WORK INSTRUCTIONS ->
1. Reproduce the part of the network-on-chip passage between "By directly executing" and "NoC and MU.", inclusive.
2. Answer these questions using the network-on-chip passage.
(a) What name is given to the hierarchical on-chip network introduced in the proposed design?
(b) To and from what does the MU transfer messages?
(c) In which chapter is the detailed structure of the VBON design found?

TEXT SHOWN ->
·····

The latency and bandwidth of the NoC are important factors that affect the efficiency of computations with numerous intercore dependencies. To support the MPI efficiently, good service for control messages must be provided. Control messages may be used to signal network barriers and changes in network configuration, as well as the onset or termination of computation. The process requires minimal bandwidth, but needs very low latency for broadcast (one-to-all or all-to-all) communication. However, the multihop feature and inefficient multicast (one-to-many) or broadcast (one-to-all) support in conventional NoCs have degraded the performance of such kinds of communications. To facilitate the efficient transmission of data and control messages, a customized network is needed. In the proposed design, a hierarchical on-chip network, called VBON, is introduced.

By directly executing the MPI primitives and interrupting service routines, the MU reduces the context switching overhead in the cores and accelerates software processing. The MU also performs the message buffer management as well as the fast buffer copying for the cores. The MU transfers messages to and from dynamically allocated message buffers in the memory to avoid buffer copying between system and user buffers. This process eliminates the need for the sending process to wait for the message buffer to be released by the communication channel. The MU also reserves a set of buffers for incoming messages. With use of the above methods, the long message transmission protocol can be simplified to reduce transmission latency. In the following subsections, we will introduce the architecture of the proposed NoC and MU.

9.4.2 The customized NoC design: VBON

The VBON is introduced as a simple and efficient NoC design offering low latency for short unicast communication and broadcast communication services in MPI programs. The key idea behind the VBON is to provide a VB in the network. Such VBs can be used to bypass intermediate routers by skipping the router pipelines or transmitting to multiple destinations in a broadcast manner. Unlike a set of proposals that employ physical links to construct local buses [32, 34, 40], the bus mentioned here is a specialized packet routing in the VBON. Its transaction link is constructed dynamically for communication requests from the existing point-to-point links of conventional NoC designs. The detailed structure of the VBON design can be found in Chapter 4.

·····

GIVEN INFORMATION ->
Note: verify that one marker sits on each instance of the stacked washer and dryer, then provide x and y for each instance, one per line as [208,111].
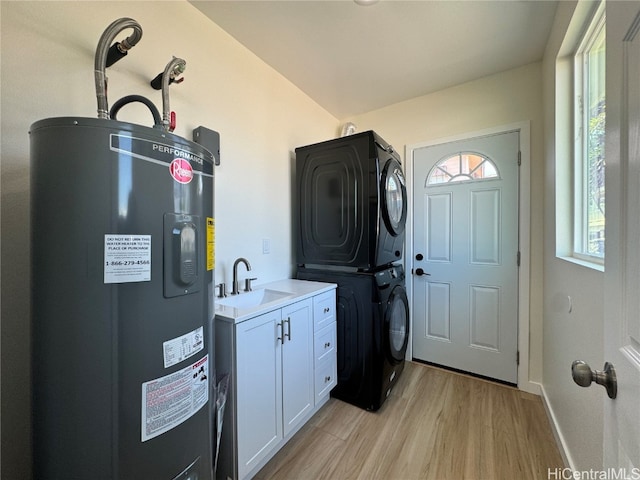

·····

ANSWERS TO THE EXERCISE ->
1.
By directly executing the MPI primitives and interrupting service routines, the MU reduces the context switching overhead in the cores and accelerates software processing. The MU also performs the message buffer management as well as the fast buffer copying for the cores. The MU transfers messages to and from dynamically allocated message buffers in the memory to avoid buffer copying between system and user buffers. This process eliminates the need for the sending process to wait for the message buffer to be released by the communication channel. The MU also reserves a set of buffers for incoming messages. With use of the above methods, the long message transmission protocol can be simplified to reduce transmission latency. In the following subsections, we will introduce the architecture of the proposed NoC and MU.

2.
(a) VBON
(b) Dynamically allocated message buffers in the memory
(c) Chapter 4